**Data shown**

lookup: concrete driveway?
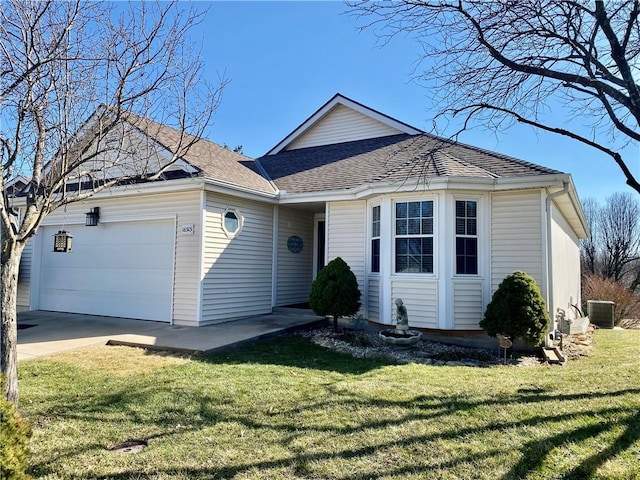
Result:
[18,308,325,360]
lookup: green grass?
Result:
[20,331,640,480]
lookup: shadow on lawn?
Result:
[41,389,640,480]
[202,336,395,375]
[26,338,640,480]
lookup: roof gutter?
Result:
[545,181,573,346]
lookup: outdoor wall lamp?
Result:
[84,207,100,227]
[53,230,73,252]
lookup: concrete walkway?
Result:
[18,308,325,360]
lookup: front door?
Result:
[313,218,326,278]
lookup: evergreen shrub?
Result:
[480,272,550,346]
[309,257,361,330]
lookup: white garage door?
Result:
[39,220,175,322]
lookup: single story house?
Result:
[19,94,588,331]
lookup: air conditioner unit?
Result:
[587,300,616,328]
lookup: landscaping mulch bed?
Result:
[300,326,594,367]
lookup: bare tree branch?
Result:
[0,0,225,402]
[349,0,640,193]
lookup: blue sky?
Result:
[194,2,640,202]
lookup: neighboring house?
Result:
[19,95,588,331]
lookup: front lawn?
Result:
[20,331,640,480]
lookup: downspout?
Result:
[545,181,569,346]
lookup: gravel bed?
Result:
[300,327,543,367]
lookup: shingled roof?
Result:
[256,134,562,193]
[125,113,276,195]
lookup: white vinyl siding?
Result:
[549,205,580,318]
[202,193,273,324]
[326,201,367,304]
[491,190,544,292]
[453,280,484,330]
[367,277,380,323]
[33,191,201,325]
[391,276,438,328]
[18,239,33,310]
[287,105,403,150]
[276,207,314,306]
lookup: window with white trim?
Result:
[371,205,380,273]
[456,200,478,275]
[395,200,434,273]
[222,208,243,238]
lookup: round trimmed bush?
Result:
[480,272,550,347]
[0,377,31,480]
[309,257,360,329]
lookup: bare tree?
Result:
[0,0,224,403]
[599,193,640,282]
[580,193,640,291]
[350,0,640,193]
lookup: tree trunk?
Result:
[0,243,24,405]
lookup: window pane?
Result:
[467,202,477,218]
[396,238,409,255]
[422,238,433,255]
[408,218,420,235]
[396,220,407,235]
[409,238,423,256]
[409,202,421,218]
[467,218,478,235]
[396,256,409,273]
[422,201,433,217]
[371,238,380,272]
[224,212,239,233]
[422,255,433,273]
[407,256,422,273]
[396,203,407,218]
[422,218,433,235]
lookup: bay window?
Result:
[456,200,478,275]
[395,200,434,273]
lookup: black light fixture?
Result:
[53,230,73,252]
[84,207,100,227]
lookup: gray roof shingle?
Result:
[125,113,276,195]
[256,134,562,193]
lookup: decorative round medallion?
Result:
[287,235,302,253]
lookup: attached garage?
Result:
[37,219,176,322]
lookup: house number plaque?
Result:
[287,235,302,253]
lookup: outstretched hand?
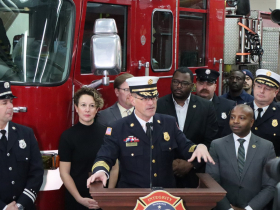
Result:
[87,171,107,188]
[188,144,215,165]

**Given request**
Rescale the lines starting at the one containing "lookup: black light fixture?" and ending at the last line, requests included, by multiplying every box coordinate in the answers by 1.25 and rounding to whole numbers with halves going up. Leave the pictures out.

**The result**
lookup: black light fixture?
Result:
[66,288,91,315]
[105,259,125,284]
lookup: gray roof shingle?
Result:
[156,141,345,244]
[320,168,703,241]
lookup: decorative round medallion?
Result:
[359,294,378,316]
lookup: attached garage?
Result:
[46,274,220,403]
lookup: house number plaque?
Result:
[359,294,378,316]
lookup: outstretched hand?
Result:
[109,214,134,235]
[235,180,269,206]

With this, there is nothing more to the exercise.